----- RECORDS FOR PROCESSING -----
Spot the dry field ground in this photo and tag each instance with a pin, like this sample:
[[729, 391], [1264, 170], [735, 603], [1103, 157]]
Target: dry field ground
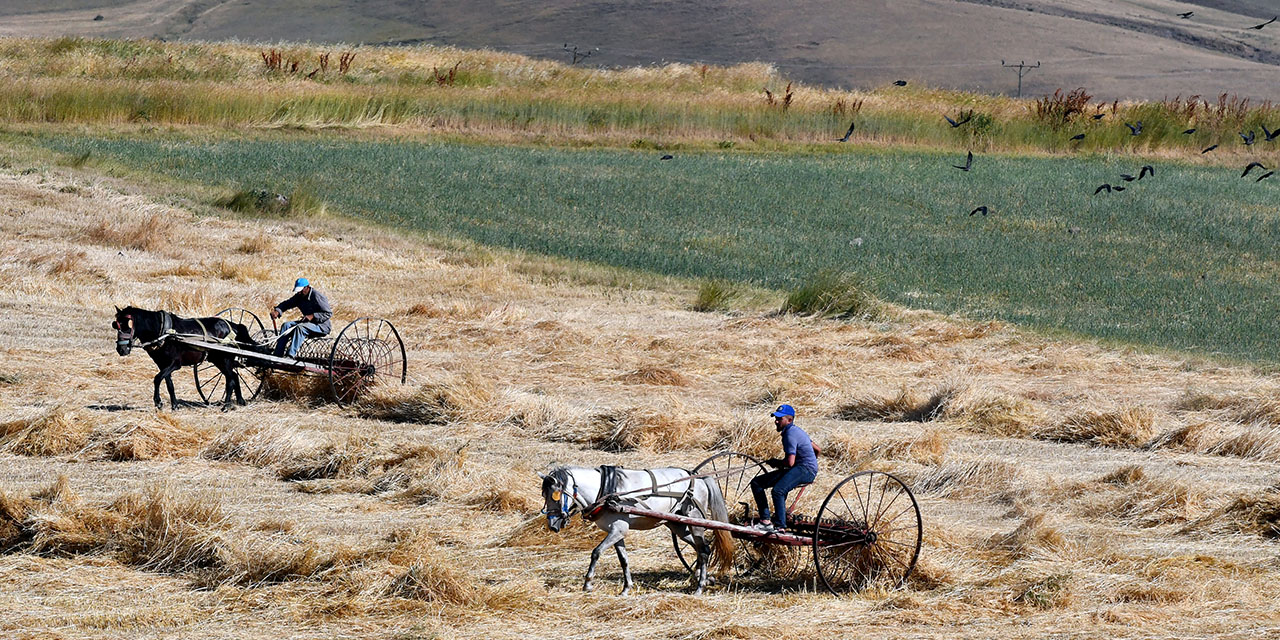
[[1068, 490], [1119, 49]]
-----
----- RECORDS FOR PROCESSING -----
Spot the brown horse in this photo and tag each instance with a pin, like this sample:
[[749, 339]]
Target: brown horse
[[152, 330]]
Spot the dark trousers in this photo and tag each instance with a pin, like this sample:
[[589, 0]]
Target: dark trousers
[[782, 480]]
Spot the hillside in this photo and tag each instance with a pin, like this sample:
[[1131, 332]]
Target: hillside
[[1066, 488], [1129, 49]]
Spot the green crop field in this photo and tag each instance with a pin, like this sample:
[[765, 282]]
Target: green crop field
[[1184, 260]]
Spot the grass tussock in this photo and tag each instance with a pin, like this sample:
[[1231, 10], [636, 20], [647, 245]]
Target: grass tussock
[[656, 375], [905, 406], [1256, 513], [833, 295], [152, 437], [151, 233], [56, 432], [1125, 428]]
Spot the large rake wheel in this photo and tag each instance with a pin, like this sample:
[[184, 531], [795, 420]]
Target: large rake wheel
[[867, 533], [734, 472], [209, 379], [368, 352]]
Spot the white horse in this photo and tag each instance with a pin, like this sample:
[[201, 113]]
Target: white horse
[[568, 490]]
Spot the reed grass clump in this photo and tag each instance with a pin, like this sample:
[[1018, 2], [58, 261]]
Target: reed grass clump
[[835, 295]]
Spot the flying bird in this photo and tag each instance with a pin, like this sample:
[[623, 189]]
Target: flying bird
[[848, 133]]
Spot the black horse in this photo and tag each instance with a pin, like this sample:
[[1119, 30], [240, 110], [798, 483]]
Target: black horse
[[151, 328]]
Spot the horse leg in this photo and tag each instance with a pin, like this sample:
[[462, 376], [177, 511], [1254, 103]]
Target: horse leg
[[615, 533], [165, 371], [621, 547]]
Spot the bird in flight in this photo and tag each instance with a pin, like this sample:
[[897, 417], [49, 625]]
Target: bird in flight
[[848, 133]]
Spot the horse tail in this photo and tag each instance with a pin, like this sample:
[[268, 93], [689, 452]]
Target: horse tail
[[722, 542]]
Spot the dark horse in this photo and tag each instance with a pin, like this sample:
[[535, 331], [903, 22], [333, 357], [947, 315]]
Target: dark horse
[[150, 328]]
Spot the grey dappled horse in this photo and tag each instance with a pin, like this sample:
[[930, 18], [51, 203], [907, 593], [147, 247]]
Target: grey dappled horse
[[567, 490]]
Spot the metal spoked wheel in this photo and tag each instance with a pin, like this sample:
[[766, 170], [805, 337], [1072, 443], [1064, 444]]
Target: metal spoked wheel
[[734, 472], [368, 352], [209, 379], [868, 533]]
-----
■ **WHAT THE TASK REQUIRES**
Locate every line in the entries above that contains the word "dark" and copy each one. The match is case-sensitive.

■ **SOLUTION TO THE PROBLEM**
Spot the dark trousers in this photo and tag each instance with a pin, like this sample:
Target: dark trousers
Spot the dark horse in this photo and tag each instance with a pin, like this sample:
Target: dark horse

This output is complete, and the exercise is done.